*** Opening RECORDS FOR THE EXERCISE ***

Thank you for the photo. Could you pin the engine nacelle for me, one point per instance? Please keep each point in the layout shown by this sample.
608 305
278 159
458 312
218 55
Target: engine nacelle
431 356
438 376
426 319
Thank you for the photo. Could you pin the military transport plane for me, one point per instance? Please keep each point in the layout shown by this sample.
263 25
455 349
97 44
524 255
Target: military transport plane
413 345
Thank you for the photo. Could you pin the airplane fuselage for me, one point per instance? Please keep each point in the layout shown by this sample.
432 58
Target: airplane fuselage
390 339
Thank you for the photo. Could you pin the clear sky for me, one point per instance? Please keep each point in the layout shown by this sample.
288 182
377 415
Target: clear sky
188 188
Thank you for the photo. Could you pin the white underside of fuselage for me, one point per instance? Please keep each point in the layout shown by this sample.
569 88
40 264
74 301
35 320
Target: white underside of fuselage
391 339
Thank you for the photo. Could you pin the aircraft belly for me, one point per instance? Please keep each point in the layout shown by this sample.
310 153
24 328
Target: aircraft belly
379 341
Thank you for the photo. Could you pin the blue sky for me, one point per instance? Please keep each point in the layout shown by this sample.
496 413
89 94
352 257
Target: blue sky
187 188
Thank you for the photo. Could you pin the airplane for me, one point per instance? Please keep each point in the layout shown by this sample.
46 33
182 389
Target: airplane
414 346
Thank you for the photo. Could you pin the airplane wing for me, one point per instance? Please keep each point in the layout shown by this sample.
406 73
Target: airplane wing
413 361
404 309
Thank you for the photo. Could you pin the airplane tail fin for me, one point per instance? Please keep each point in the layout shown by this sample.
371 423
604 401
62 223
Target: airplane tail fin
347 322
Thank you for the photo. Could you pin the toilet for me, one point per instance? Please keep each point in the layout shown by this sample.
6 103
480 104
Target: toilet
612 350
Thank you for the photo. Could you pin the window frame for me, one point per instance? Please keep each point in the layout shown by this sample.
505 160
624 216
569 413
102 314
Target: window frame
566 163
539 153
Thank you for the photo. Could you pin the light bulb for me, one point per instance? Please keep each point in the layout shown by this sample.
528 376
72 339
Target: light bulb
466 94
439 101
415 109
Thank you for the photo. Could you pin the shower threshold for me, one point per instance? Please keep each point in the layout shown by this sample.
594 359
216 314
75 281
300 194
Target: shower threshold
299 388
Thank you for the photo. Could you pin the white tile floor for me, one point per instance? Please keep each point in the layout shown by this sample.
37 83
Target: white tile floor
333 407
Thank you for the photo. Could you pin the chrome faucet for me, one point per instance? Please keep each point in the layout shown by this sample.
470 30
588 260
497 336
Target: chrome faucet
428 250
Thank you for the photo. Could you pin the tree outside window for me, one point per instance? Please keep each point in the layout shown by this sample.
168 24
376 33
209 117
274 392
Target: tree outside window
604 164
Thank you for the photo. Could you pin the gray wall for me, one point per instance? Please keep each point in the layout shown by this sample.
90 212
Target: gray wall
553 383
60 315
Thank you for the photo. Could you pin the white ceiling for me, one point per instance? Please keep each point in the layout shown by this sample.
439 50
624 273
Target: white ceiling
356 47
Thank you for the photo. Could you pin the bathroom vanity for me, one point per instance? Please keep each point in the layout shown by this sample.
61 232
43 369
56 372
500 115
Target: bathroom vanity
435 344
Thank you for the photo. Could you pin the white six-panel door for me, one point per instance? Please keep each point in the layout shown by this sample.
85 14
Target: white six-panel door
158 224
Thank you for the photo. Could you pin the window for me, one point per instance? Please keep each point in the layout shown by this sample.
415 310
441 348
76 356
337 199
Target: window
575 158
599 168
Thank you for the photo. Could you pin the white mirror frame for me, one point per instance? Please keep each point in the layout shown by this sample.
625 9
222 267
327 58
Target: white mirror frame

*** Closing RECORDS FOR THE EXERCISE ***

Return each record exactly as given.

Thank you for the photo. Could you pin the engine nacelle for me, one point per instance? Please keep each point in the layout shown by this sample.
608 305
278 159
458 312
218 55
Target: engine nacelle
431 356
438 376
426 319
Thank you for the photo. Could you pin the military transport plane for me, one point per instance? Please keep each point in the layout shown by this sample.
263 25
455 349
97 44
524 255
Target: military transport plane
413 345
Thank you for the photo. Could you pin the airplane fuselage for me, one point per instance? Please keep each point in the layout shown by this sample.
432 58
Target: airplane fuselage
390 339
Thank you for the photo. Could you pin the clear sky for me, one point per instance? Please keep each point in the layout shown by this sample.
288 182
377 415
Target: clear sky
188 188
Thank you for the photo. Could you pin the white underside of fuselage for me, one point per instance? Please keep each point in the layout shown by this sample.
569 88
40 264
74 301
35 320
Target: white underside of fuselage
391 339
Thank you for the photo. Could you pin the aircraft belly for me, one point per instance? Please keep each point in the layout shown by this sample.
310 153
24 328
Target: aircraft belly
379 341
Thank you for the photo. Could you pin the blue sky for me, one point per instance? Please keep each point in the layout shown by this sample.
496 413
89 94
352 257
Target: blue sky
187 188
Thank you for the photo. Could you pin the airplane for me, one point per instance? Please keep each point in the layout shown by this sample.
46 33
182 389
Target: airplane
414 346
Thank you for the photo. Could you pin the airplane wing for me, one point per instance? Please keep each point in the layout shown by this sample.
406 73
Target: airplane wing
413 361
404 309
Thank you for the photo. Could you pin the airplane tail fin for me, one point per instance? Please keep each point in the layout shown by this sample.
371 423
604 401
62 223
Target: airplane tail fin
347 322
Thank you for the photo. Could you pin the toilet for me, one point per instance? Please keep each point in the layout shown by this sample.
6 103
480 104
Target: toilet
612 350
Thank you for the photo. Could you pin the window frame for me, one point per instance? Please keep each point in the layout shown by this sample.
505 160
624 216
569 413
102 314
Target: window frame
566 163
539 153
Thank you for the photo. Could you pin the light bulb for me, one point per instance? Please keep each point in the layout shown by this sample.
528 376
72 339
Target: light bulb
466 94
439 101
415 109
Thank you for the photo. Could you pin the shower threshold for me, one point per instance? Please keep each point in the layout shown by this sample.
594 359
216 314
75 281
300 194
Target: shower threshold
299 388
Thank you for the photo. Could you pin the white tile floor for me, one point per instance? Please keep each point in the layout shown by this sample.
37 83
Target: white tile floor
333 407
Thank you for the photo. Could you pin the chrome faucet for me, one point per instance? Please keep each point in the layout shown by this sample.
470 30
588 260
497 336
Target: chrome faucet
428 250
Thank you for the photo. Could you pin the tree outside window for me, one point per instance? Please keep each point in the layout shown by this sample.
168 24
376 33
209 117
274 392
Target: tree outside window
604 164
Thank you for the photo. Could you pin the gray wall for me, one point per instance? Please keep each point in the layout shown by this sample.
90 212
Target: gray wall
553 383
60 315
Thank you for the photo. Could you pin the white ceiling for me, one point per instance? Please keep each point in the layout shown by this sample.
439 50
624 273
Target: white ceiling
356 47
Thank you for the photo. Could you pin the bathroom vanity for me, one point per instance? Please keep each point in the layout shown by this sample.
61 232
43 369
56 372
500 115
Target: bathroom vanity
435 344
Thank you for the photo. Could you pin the white six-panel door for me, one point per instance? Please keep each point in the layout shown by this sample.
85 14
Target: white six-panel door
158 224
Thank you for the photo. Could you pin the window for me, one point per instance? Please keep each point in the layout shown by this sample.
415 310
441 348
76 356
337 199
Target: window
575 158
599 168
Thank you for the photo. Could you pin the white mirror frame for me, one point per instance? Please keep each point in the layout shown by this sample.
625 9
222 267
327 58
Target: white mirror frame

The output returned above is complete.